AIM> Rewrite the data between the line holding "Where can the bird's leg" and the end of the data, inclusive, replacing "pin" with "marker" and changing nothing else. Leave out any pictures.

— start SUPPLIED INFORMATION —

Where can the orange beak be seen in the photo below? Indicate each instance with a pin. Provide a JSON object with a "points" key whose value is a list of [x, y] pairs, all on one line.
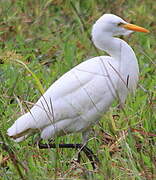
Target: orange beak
{"points": [[135, 28]]}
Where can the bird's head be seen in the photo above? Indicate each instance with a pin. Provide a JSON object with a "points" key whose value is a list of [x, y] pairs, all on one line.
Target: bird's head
{"points": [[113, 25]]}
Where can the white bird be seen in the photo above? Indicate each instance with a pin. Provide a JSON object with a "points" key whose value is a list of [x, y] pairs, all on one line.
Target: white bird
{"points": [[78, 99]]}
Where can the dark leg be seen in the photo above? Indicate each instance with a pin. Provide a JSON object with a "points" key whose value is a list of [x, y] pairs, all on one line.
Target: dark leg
{"points": [[90, 155]]}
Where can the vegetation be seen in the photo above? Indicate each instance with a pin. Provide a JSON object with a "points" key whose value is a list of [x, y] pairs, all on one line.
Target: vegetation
{"points": [[42, 39]]}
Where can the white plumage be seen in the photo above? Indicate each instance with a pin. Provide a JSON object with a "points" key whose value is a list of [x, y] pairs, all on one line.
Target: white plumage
{"points": [[79, 98]]}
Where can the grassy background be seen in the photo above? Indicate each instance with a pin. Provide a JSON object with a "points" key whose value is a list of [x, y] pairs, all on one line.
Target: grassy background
{"points": [[50, 38]]}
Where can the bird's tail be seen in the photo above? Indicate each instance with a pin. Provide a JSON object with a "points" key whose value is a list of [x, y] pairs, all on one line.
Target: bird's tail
{"points": [[21, 127]]}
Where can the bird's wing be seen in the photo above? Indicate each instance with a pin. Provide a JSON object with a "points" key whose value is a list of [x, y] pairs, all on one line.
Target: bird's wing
{"points": [[79, 95], [76, 92]]}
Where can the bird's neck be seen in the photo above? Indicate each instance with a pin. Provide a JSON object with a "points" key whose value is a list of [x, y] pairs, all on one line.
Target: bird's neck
{"points": [[110, 44]]}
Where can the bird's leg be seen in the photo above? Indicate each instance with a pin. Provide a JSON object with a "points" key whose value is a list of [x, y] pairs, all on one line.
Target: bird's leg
{"points": [[90, 155]]}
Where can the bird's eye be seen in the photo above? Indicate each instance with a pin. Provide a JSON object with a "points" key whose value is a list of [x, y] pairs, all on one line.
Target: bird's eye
{"points": [[120, 24]]}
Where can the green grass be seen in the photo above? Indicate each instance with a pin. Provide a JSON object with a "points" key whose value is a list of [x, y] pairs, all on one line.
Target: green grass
{"points": [[51, 38]]}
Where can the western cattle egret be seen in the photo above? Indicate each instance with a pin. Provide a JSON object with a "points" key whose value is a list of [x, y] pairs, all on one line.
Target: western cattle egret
{"points": [[78, 99]]}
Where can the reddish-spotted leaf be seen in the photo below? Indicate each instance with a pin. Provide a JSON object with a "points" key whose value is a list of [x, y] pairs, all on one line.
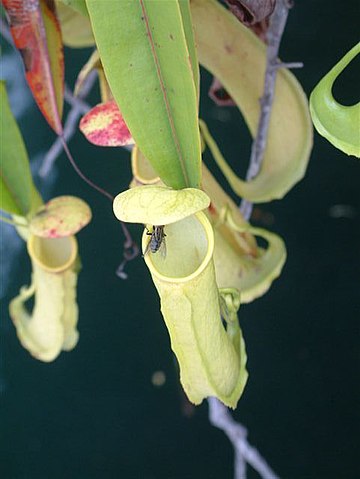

— end SUPPLIED INFORMATION —

WRITTEN RESPONSE>
Where can the bird's leg be seen in the photo above? Indicate each instance with a marker. Provide a JSON object with a "points" key whose value is a list of [x, y] pairs, all on one line.
Target: bird's leg
{"points": [[90, 155]]}
Where can the bird's eye be seen in the photo above? Indicate each instance with a marker. Provide a JSON object with a "points" key whose value is a list of [x, y] pairs, all on one line.
Target: bird's eye
{"points": [[120, 24]]}
Where can the green grass be seen in the photo above? Indicate each instance with a marker. Provide a JSON object with a "points" key whose value is a list of [x, y] pairs, all on one line.
Target: green grass
{"points": [[51, 38]]}
Where can the western cattle egret be seen in the photo above? Indicate each instance with a marker. Provide a JSON object with a "points" key whose value is a list of [x, y] pairs, all on one line.
Target: western cattle egret
{"points": [[78, 99]]}
Where can the reddish-spotted leaf be seen in the photo below? Indicate each instance with a marker. Provide a JSON object with a "points" key whose value is a list of [x, y] pairs, all on one line.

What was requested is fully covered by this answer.